- SUPPLIED PASSAGE:
##############################

Heenan describes the common characteristics of these doubly (and sometimes triply) endowed people as appar-ently boundless energy, firm independence and a willingness to challenge conventional wisdom. He himself exemplifies the multifaceted qualities he has found in his subjects: He is a university teacher, writer and trustee of the fabulous James Campbell Estate in Hawaii. Double Lives may make some readers envious, but it will stimulate others to do more every day.
Soundview Executive Book Summaries
The British Prime Minister, the Chairman and the Astronaut
Corporate executive and business dean David Heenan knows about leading a double life: He has spent his career straddled between the business world and academia. This is the kind of life he profiles in Double Lives, a book which profiles ten exemplary individuals who explored other worlds while maintaining successful careers. Throughout Double Lives, Heenan describes how people like British Prime Minister Winston Churchill, Sony Chairman Norio Ohga, and astronaut Sally Ride were able to keep their side interests alive while exploring satisfying and often extraordinary careers in the limelight.
Double Lives works to "demonstrate that pursuing multiple interests contributes to happiness and personal fulfillment." According to Heenan, anybody can live a double life, not just the high-profile characters like the ones he has assembled in this book. He says imagination, drive, and a few tools along the way are all anyone needs to reach new levels of personal satisfaction.

##############################

- LISTED ENTRIES:
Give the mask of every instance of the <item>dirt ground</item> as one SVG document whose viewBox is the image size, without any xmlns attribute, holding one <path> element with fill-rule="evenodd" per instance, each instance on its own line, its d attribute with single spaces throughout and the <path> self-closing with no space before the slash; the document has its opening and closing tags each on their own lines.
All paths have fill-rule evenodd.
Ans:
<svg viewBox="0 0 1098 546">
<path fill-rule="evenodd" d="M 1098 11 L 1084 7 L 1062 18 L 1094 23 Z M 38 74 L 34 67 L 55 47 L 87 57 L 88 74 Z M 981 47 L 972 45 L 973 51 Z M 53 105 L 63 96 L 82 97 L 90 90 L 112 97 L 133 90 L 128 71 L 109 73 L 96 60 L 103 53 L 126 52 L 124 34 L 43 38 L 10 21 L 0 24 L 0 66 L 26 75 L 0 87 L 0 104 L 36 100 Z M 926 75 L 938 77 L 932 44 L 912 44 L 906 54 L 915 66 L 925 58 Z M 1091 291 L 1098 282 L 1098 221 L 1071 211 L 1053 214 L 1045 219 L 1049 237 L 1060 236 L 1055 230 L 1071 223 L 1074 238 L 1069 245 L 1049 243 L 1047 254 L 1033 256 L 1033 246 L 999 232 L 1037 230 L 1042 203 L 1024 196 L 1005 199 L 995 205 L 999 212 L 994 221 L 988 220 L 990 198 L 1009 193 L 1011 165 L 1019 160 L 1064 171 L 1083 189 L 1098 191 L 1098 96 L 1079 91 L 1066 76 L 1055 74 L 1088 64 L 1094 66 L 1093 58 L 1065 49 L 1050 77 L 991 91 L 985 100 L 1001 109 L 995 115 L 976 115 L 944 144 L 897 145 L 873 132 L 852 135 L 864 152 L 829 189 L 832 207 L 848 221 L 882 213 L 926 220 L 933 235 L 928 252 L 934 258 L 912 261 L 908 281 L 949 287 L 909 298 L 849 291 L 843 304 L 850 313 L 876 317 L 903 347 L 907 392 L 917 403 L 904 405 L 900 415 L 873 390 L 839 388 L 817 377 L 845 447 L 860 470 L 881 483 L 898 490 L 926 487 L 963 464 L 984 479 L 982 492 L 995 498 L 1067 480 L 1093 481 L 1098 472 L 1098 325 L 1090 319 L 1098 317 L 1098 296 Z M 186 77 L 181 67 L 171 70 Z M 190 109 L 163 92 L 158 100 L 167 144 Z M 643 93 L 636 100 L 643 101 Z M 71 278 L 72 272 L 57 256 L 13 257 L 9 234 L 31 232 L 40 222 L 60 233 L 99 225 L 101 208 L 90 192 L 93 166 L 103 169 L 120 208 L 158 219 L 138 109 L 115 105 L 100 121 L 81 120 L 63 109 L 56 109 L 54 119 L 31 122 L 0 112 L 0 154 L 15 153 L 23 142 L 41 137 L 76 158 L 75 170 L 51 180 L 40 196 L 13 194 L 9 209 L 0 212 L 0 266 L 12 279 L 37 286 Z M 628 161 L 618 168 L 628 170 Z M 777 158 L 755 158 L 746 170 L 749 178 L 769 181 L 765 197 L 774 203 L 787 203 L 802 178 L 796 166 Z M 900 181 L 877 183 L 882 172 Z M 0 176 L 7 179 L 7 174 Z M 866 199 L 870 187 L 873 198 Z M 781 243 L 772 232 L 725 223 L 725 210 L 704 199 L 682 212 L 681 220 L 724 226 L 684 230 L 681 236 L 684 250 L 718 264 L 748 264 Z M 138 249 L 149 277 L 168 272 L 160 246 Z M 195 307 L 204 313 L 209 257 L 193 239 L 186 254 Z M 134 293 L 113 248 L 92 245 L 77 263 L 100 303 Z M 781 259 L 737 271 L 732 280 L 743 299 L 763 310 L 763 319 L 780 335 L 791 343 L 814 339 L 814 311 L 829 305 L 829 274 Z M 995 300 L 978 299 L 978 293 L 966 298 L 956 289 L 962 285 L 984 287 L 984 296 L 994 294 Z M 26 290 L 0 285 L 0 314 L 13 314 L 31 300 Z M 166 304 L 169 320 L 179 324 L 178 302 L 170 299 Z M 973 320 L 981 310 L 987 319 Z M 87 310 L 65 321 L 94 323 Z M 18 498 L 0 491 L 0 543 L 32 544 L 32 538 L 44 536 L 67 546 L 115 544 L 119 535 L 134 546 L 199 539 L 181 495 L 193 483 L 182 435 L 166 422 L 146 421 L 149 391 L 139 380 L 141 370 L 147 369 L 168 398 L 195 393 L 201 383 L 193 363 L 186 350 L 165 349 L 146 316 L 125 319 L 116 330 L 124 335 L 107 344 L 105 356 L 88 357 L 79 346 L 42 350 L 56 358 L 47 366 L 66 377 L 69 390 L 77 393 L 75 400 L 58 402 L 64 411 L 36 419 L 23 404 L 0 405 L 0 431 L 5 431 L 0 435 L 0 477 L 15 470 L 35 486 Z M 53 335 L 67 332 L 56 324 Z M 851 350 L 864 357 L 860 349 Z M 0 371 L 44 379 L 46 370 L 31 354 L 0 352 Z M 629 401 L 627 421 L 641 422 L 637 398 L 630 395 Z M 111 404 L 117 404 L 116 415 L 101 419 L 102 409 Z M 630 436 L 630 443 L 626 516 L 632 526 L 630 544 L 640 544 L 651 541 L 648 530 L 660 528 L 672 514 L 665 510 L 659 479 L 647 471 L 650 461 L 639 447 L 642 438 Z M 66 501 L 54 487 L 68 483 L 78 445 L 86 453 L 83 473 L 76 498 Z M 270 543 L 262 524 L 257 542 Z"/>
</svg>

##############################

- WRITTEN TASK:
According to the review of Double Lives, how many individuals does the book profile?

- THE OUTPUT:
Ten